* Ausgangstext

Reihe: Der Hof der Wunder Band 1

 

Rezension von Matthias Hofmann

 

Rund ein Jahr nach der Erstveröffentlichung von Der Hof der Wunder im größeren Paperbackformat legte Piper den Debütroman der britisch-mauritischen Schriftstellerin Kester Grant als günstiges Taschenbuch mit neuem Umschlagmotiv neu auf.

 

Der Verlag hat »Der Hof der Wunder« klar mit dem Label »Fantasy« versehen, aber eigentlich ist es eher ein historischer Roman. Das Fantastische, wenn man so will, ist das Setting in einem Alternativwelt-Paris des Jahres 1823, in dem die Französische Revolution fehlgeschlagen ist. Wer mehr Fantasyelemente erwartet, sollte weitergehen. Es gibt nichts zu sehen, wie es so schön heißt.

* Ziel der Übung
Gib den Abschnitt der Rezension oben wortgetreu wieder, beginnend mit „Rund ein Jahr“ und weiter bis einschließlich „so schön heißt.“.

* Datenauszüge

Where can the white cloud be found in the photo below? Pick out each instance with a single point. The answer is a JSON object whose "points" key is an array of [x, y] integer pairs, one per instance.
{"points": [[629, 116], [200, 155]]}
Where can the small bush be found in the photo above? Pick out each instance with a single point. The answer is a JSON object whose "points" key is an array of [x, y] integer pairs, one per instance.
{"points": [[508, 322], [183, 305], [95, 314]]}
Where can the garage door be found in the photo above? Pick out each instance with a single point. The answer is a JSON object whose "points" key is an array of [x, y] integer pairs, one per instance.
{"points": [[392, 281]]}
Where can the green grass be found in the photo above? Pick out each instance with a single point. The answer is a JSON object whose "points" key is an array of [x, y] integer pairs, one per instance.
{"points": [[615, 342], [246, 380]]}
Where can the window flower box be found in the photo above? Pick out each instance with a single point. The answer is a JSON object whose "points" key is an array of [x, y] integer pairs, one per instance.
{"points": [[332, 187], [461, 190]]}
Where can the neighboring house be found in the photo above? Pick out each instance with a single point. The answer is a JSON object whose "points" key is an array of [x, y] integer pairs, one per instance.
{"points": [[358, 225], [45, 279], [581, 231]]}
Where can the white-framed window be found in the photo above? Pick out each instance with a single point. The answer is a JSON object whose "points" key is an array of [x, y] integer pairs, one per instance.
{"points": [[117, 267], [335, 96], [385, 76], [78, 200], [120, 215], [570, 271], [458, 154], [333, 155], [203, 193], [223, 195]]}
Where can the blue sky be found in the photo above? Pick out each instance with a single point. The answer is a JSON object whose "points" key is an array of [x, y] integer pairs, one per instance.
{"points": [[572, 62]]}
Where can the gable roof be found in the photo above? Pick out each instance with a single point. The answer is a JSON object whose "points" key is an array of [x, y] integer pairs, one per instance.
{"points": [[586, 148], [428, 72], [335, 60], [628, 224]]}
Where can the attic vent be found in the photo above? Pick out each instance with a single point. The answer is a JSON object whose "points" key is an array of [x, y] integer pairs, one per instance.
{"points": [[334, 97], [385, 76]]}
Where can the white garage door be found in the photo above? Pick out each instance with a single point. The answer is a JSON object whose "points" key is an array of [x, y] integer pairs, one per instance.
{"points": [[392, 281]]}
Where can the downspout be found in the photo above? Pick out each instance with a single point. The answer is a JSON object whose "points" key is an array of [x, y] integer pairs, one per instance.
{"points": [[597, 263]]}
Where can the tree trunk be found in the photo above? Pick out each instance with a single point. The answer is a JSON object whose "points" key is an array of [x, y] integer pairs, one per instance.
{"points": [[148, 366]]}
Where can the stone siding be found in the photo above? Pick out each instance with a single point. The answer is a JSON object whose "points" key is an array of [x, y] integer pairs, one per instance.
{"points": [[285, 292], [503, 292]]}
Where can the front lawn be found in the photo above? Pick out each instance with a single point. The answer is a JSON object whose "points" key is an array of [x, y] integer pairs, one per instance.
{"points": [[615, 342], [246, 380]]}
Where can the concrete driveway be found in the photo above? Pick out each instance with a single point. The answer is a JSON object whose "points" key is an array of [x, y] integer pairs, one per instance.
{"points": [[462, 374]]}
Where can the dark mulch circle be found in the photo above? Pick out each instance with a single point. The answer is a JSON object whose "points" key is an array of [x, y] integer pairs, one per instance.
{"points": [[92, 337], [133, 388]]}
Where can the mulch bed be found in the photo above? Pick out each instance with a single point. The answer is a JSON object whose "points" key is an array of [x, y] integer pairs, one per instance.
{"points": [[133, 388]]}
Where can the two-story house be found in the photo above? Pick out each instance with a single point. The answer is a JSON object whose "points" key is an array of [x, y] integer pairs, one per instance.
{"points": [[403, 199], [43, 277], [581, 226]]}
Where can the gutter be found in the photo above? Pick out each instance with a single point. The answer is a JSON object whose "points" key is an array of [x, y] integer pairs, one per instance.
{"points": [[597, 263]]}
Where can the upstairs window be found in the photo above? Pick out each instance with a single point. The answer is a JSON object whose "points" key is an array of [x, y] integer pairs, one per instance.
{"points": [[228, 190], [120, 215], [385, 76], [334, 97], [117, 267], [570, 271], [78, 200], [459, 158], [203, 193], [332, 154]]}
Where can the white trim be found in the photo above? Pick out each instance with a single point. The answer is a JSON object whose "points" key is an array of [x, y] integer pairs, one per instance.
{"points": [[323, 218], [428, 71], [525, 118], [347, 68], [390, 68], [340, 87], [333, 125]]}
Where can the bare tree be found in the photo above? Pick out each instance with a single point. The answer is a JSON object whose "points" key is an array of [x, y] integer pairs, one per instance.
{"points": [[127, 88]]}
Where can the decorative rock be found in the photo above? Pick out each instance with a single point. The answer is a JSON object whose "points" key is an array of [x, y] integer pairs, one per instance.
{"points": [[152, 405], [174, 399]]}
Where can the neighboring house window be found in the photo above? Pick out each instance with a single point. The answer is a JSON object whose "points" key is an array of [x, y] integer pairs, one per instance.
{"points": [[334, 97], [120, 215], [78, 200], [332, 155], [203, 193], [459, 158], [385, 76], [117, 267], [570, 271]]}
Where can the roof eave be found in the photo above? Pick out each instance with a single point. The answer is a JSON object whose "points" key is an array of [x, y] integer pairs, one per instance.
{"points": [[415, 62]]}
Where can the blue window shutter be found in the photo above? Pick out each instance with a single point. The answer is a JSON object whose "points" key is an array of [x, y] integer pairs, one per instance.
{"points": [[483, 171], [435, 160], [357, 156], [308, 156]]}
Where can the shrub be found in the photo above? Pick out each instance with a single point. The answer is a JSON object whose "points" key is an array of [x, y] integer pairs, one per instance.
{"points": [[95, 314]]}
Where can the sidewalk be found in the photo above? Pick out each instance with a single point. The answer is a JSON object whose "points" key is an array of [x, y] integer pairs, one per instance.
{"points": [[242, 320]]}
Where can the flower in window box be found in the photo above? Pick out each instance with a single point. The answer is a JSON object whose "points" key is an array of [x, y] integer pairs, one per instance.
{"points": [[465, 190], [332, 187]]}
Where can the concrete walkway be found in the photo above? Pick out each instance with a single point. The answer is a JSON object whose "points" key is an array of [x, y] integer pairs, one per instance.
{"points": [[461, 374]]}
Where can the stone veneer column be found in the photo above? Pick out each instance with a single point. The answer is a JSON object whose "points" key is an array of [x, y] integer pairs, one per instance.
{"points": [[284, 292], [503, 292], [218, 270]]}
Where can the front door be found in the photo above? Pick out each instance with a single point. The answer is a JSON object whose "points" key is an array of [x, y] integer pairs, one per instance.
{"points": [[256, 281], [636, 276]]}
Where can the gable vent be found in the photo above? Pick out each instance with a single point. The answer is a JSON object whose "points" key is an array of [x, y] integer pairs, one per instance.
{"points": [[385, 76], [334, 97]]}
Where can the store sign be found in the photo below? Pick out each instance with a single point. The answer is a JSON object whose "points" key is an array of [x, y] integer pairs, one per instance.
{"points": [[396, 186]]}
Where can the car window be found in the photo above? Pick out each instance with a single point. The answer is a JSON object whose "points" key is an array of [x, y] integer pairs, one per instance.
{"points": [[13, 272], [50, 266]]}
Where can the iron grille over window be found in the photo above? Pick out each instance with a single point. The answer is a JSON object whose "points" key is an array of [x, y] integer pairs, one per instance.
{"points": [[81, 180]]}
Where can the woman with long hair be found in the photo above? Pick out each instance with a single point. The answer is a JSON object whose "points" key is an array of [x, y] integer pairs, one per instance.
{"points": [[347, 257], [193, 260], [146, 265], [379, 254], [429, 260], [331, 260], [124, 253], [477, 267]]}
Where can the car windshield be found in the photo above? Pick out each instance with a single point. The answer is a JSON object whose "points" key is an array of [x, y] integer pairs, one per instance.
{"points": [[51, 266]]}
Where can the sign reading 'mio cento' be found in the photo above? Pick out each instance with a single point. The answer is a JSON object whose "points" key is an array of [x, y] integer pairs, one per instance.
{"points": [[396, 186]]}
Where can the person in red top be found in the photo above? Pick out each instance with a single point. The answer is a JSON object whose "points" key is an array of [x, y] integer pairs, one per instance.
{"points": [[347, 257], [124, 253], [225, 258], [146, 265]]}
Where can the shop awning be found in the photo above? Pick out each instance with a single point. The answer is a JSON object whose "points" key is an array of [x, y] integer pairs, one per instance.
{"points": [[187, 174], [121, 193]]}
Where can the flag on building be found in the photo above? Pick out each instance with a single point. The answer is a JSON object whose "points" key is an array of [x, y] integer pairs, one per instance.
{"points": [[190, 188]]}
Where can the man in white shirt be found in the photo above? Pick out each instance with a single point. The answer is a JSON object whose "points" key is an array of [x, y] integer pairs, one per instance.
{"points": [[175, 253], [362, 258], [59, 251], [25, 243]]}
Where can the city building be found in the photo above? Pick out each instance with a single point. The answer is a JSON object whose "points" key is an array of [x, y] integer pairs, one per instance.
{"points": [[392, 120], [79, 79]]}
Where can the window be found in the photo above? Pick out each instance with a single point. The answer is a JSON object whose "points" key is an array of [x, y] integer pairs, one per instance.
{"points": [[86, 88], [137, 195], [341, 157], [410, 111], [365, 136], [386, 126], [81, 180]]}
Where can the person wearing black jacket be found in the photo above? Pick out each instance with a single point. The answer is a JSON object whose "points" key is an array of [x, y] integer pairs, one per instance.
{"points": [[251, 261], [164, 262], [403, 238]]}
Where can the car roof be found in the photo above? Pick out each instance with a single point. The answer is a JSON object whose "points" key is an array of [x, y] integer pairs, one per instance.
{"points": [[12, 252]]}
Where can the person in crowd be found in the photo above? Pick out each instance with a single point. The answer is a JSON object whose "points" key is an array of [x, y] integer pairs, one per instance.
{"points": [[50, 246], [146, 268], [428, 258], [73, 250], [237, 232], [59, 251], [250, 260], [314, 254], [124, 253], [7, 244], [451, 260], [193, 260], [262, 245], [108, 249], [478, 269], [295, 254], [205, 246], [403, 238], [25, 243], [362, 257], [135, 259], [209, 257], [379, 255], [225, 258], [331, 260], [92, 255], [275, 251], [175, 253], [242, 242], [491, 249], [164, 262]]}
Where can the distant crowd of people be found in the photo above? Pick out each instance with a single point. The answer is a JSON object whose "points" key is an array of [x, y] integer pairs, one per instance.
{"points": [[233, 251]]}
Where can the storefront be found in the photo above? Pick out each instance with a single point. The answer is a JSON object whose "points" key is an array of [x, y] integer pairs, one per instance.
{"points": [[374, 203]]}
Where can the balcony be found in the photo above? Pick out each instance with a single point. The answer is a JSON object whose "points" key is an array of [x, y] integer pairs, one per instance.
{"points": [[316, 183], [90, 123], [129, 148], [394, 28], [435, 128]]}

* Ausgearbeitete Lösung
Rund ein Jahr nach der Erstveröffentlichung von Der Hof der Wunder im größeren Paperbackformat legte Piper den Debütroman der britisch-mauritischen Schriftstellerin Kester Grant als günstiges Taschenbuch mit neuem Umschlagmotiv neu auf.

 

Der Verlag hat »Der Hof der Wunder« klar mit dem Label »Fantasy« versehen, aber eigentlich ist es eher ein historischer Roman. Das Fantastische, wenn man so will, ist das Setting in einem Alternativwelt-Paris des Jahres 1823, in dem die Französische Revolution fehlgeschlagen ist. Wer mehr Fantasyelemente erwartet, sollte weitergehen. Es gibt nichts zu sehen, wie es so schön heißt.